━━━ DATA TO PROCESS

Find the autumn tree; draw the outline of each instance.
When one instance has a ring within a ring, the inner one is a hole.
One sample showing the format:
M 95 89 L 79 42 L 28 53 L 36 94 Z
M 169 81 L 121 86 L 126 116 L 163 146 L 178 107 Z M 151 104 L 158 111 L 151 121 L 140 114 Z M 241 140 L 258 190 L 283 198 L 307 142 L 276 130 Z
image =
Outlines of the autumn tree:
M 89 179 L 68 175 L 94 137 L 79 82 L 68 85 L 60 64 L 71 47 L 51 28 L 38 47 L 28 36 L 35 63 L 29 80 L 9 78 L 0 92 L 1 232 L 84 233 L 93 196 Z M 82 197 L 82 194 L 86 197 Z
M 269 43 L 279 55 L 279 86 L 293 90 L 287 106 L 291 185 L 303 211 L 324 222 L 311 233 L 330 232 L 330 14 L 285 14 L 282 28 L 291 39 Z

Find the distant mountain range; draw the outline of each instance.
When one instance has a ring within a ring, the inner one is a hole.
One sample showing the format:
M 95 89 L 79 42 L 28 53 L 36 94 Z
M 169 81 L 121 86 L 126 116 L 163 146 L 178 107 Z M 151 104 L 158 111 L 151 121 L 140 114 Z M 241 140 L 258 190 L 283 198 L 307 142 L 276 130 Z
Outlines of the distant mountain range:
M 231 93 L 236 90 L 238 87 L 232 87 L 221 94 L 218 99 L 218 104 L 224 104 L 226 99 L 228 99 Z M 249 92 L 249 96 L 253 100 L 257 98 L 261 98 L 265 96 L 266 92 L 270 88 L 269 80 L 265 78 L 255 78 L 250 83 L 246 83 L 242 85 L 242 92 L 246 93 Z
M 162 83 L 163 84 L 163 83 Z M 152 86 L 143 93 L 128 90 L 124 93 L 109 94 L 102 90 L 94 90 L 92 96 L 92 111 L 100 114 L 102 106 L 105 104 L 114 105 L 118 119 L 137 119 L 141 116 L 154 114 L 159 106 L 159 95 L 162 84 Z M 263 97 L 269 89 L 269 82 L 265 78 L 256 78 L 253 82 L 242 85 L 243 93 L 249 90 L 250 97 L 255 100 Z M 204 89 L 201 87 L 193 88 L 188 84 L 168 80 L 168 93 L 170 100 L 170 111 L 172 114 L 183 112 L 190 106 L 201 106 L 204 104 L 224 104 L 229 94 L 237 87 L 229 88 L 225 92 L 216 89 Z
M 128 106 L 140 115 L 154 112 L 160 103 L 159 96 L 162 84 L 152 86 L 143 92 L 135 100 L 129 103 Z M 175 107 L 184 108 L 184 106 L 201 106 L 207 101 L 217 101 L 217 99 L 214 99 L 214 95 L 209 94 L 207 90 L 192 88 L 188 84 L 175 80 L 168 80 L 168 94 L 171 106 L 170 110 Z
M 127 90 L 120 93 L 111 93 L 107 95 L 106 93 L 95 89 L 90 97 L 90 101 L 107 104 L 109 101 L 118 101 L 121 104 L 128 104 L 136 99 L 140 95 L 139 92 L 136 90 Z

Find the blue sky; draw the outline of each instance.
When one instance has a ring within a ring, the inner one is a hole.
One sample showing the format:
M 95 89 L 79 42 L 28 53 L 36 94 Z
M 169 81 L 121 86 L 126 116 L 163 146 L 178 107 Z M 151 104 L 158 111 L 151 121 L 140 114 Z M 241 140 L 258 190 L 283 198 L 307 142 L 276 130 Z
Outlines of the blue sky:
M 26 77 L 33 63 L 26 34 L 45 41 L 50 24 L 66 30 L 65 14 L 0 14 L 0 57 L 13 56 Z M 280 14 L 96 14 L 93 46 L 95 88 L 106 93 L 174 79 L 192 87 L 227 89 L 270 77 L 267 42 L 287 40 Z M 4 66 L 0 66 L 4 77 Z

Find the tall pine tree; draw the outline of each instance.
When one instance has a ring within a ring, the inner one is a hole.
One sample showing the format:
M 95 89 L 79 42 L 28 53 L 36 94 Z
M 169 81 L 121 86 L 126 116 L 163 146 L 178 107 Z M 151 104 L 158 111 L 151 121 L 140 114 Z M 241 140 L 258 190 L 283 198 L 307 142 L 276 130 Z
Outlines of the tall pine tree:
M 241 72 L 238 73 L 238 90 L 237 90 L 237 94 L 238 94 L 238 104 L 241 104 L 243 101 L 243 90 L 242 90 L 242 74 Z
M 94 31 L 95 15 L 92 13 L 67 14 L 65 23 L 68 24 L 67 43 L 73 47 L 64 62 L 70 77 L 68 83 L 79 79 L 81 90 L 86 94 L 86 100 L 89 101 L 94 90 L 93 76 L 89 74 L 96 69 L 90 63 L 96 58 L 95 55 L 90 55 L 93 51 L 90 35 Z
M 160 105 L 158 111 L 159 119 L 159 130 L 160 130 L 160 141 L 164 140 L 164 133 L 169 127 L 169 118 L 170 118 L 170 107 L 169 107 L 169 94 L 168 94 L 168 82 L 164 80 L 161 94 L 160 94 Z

━━━━━━

> _SET EXERCISE_
Copy every line of the material above word for word, keeping each character unchanged.

> _SOLUTION TO THE PROBLEM_
Find the autumn tree; draw the outline of each instance.
When one instance has a ring within a ring, the inner one is a hole.
One sample showing the format:
M 95 89 L 79 42 L 28 53 L 36 94 Z
M 169 81 L 121 86 L 126 116 L 163 146 L 178 107 Z M 151 104 L 158 111 L 151 121 L 140 114 Z M 241 140 L 258 190 L 283 198 L 307 142 L 276 130 Z
image =
Outlines of the autumn tree:
M 89 179 L 68 175 L 94 137 L 79 82 L 68 85 L 60 64 L 71 47 L 51 28 L 38 47 L 28 36 L 35 63 L 29 80 L 9 78 L 0 92 L 1 232 L 84 233 L 93 196 Z M 82 197 L 82 194 L 86 197 Z
M 269 43 L 279 55 L 279 86 L 293 90 L 287 106 L 291 185 L 303 211 L 324 222 L 311 233 L 330 232 L 330 14 L 285 14 L 282 28 L 291 39 Z

Find the distant mountain range; draw the outline of each instance.
When one instance has a ring within a ring, the inner one is a hole.
One sample showing the format:
M 95 89 L 79 42 L 28 53 L 36 94 Z
M 169 81 L 121 86 L 126 116 L 163 146 L 178 107 Z M 151 104 L 158 111 L 151 121 L 140 114 Z M 241 140 L 258 190 L 283 198 L 307 142 L 276 130 Z
Outlines of the distant mountain range:
M 231 93 L 236 90 L 238 87 L 232 87 L 221 94 L 218 99 L 218 104 L 224 104 L 226 99 L 228 99 Z M 249 92 L 249 96 L 253 100 L 257 98 L 261 98 L 265 96 L 266 92 L 270 88 L 269 80 L 265 78 L 255 78 L 250 83 L 246 83 L 242 85 L 242 92 L 246 93 Z
M 162 83 L 163 84 L 163 83 Z M 152 86 L 143 93 L 128 90 L 124 93 L 109 94 L 102 90 L 94 90 L 92 96 L 92 111 L 100 114 L 102 106 L 105 104 L 114 105 L 118 119 L 137 119 L 141 116 L 154 114 L 159 106 L 159 95 L 162 84 Z M 263 97 L 269 89 L 269 82 L 265 78 L 256 78 L 253 82 L 242 85 L 243 93 L 249 90 L 250 97 L 255 100 Z M 204 89 L 201 87 L 193 88 L 188 84 L 168 80 L 168 93 L 170 100 L 170 111 L 172 114 L 183 112 L 190 106 L 201 106 L 204 104 L 224 104 L 229 94 L 237 87 L 229 88 L 225 92 L 216 89 Z
M 128 106 L 140 115 L 154 112 L 160 103 L 159 96 L 162 84 L 152 86 L 143 92 L 135 100 L 129 103 Z M 175 107 L 184 108 L 184 106 L 201 106 L 207 101 L 217 101 L 217 99 L 214 99 L 214 95 L 209 94 L 207 90 L 192 88 L 188 84 L 175 80 L 168 80 L 168 94 L 171 106 L 170 110 Z
M 127 90 L 120 93 L 111 93 L 107 95 L 106 93 L 95 89 L 90 97 L 90 101 L 107 104 L 109 101 L 118 101 L 121 104 L 128 104 L 136 99 L 140 95 L 139 92 L 136 90 Z

Find the blue sky; draw the outline of each instance.
When one instance has a ring within a ring, the inner one is a hole.
One sample showing the format:
M 95 89 L 79 42 L 28 53 L 36 94 Z
M 169 81 L 121 86 L 126 116 L 163 146 L 178 107 Z M 151 104 L 158 111 L 151 121 L 140 114 Z M 241 140 L 258 190 L 283 198 L 307 142 L 276 130 Z
Outlines of the blue sky:
M 26 77 L 33 63 L 26 34 L 45 41 L 50 24 L 66 30 L 65 14 L 0 14 L 0 57 L 13 56 Z M 280 14 L 96 14 L 93 46 L 95 88 L 106 93 L 174 79 L 192 87 L 227 89 L 270 77 L 267 42 L 287 40 Z M 4 66 L 0 66 L 4 77 Z

Find the tall pine tree; draw the outline of each instance.
When one instance has a ring within a ring, the inner one is a hole.
One sample showing the format:
M 95 89 L 79 42 L 28 53 L 36 94 Z
M 169 81 L 121 86 L 126 116 L 163 146 L 178 107 Z M 151 104 L 158 111 L 151 121 L 140 114 Z M 241 140 L 258 190 L 283 198 L 307 142 L 276 130 Z
Outlines of the tall pine tree:
M 241 72 L 238 73 L 238 90 L 237 90 L 237 94 L 238 94 L 238 104 L 241 104 L 243 101 L 243 90 L 242 90 L 242 74 Z
M 94 31 L 95 15 L 92 13 L 67 14 L 65 23 L 68 24 L 67 43 L 73 47 L 64 62 L 70 77 L 68 83 L 79 79 L 81 90 L 86 94 L 86 100 L 89 101 L 94 90 L 93 76 L 89 74 L 96 69 L 90 63 L 96 58 L 95 55 L 90 55 L 93 51 L 90 35 Z
M 160 105 L 158 111 L 159 119 L 159 130 L 160 130 L 160 141 L 164 140 L 164 133 L 169 127 L 169 118 L 170 118 L 170 107 L 169 107 L 169 94 L 168 94 L 168 82 L 164 80 L 161 94 L 160 94 Z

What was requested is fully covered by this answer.